### QUESTIONS ET CONSIGNES
A - D'après le document source, dans quel journal et à quelle date la tribune des « 100 femmes » a-t-elle été publiée ?
B - Reproduisez tel quel le passage du document source qui va de « L’article et la » jusqu'à « mortes et enterrées. » inclus.

### DOCUMENT SOURCE
Apprendre aux filles
à courber l’échine ? !
Étrange contrée que la France. Alors que le discours progressiste d’Oprah Winfrey à la remise des golden globes, diffusé par les médias mondiaux, est encensé pour son appui à la campagne « Me Too », « 100 femmes » françaises font publier, dans le Monde du 9 janvier 2018, une « tribune » réactionnaire, pour le droit « d’être importunées par des hommes », un droit perçu par elles comme « indispensable à la liberté sexuelle ».
L’article et la personnalité de certaines de ses coauteures (une ancienne actrice porno, une actrice iconique qui défend mordicus ce réalisateur, violeur d’une enfant de 13 ans, une écrivaine qui a fait scandale pour avoir livré en détail sa vie sexuelle, notamment ses partouzes, et qui déclare sur France Culture « je regrette de ne pas avoir été violée, je pourrais témoigner qu’on s’en sort ») pourraient faire sourire si la tribune n’était pas révélatrice d’un climat sexuel consternant en France et ne signait une profonde régression des droits des femmes. Car, la portée symbolique de cette publication n’échappe à personne : c’est le Monde qui publia dans ses colonnes ,il y a bientôt cinquante ans, le « Manifeste des 343 salopes », alors que se discutait la loi Veil sur l’avortement. Simone Veil et Simone de Beauvoir sont bien mortes et enterrées.

### DONNÉES FOURNIES
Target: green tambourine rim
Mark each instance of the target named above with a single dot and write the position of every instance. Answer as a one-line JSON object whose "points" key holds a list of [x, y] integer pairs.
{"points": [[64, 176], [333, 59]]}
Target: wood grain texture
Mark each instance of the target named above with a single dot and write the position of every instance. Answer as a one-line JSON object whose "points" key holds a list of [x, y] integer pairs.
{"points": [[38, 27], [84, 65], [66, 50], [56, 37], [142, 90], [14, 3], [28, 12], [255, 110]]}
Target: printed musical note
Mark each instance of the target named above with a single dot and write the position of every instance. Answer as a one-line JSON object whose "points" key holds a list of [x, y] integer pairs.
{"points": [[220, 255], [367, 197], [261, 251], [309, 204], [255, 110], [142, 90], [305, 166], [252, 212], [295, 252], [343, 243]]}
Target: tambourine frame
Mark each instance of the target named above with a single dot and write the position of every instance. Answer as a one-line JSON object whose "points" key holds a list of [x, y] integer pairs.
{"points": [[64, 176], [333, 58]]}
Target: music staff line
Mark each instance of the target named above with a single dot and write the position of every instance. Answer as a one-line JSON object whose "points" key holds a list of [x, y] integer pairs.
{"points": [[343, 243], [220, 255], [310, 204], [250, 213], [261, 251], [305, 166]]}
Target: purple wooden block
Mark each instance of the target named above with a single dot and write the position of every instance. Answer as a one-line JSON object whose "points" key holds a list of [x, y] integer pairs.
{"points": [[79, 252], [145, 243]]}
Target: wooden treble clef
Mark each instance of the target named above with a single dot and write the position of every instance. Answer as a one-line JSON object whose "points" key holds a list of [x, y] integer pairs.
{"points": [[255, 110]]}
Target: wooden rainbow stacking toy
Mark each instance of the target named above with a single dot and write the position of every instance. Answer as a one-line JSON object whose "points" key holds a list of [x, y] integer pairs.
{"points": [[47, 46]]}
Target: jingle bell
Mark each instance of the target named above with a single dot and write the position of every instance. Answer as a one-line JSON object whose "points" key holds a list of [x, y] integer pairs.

==

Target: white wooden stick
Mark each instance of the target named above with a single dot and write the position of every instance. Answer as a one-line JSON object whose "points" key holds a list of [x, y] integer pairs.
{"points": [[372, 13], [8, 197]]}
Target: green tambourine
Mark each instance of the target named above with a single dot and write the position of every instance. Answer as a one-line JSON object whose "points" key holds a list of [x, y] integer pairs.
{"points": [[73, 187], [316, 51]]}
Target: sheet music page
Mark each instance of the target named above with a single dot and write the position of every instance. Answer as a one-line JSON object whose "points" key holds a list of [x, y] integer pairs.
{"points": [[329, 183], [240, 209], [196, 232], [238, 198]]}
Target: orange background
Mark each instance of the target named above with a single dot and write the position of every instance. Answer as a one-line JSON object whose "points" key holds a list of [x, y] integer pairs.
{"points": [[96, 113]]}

### RÉSULTATS DES EXERCICES
A - Dans le Monde du 9 janvier 2018.

B -
L’article et la personnalité de certaines de ses coauteures (une ancienne actrice porno, une actrice iconique qui défend mordicus ce réalisateur, violeur d’une enfant de 13 ans, une écrivaine qui a fait scandale pour avoir livré en détail sa vie sexuelle, notamment ses partouzes, et qui déclare sur France Culture « je regrette de ne pas avoir été violée, je pourrais témoigner qu’on s’en sort ») pourraient faire sourire si la tribune n’était pas révélatrice d’un climat sexuel consternant en France et ne signait une profonde régression des droits des femmes. Car, la portée symbolique de cette publication n’échappe à personne : c’est le Monde qui publia dans ses colonnes ,il y a bientôt cinquante ans, le « Manifeste des 343 salopes », alors que se discutait la loi Veil sur l’avortement. Simone Veil et Simone de Beauvoir sont bien mortes et enterrées.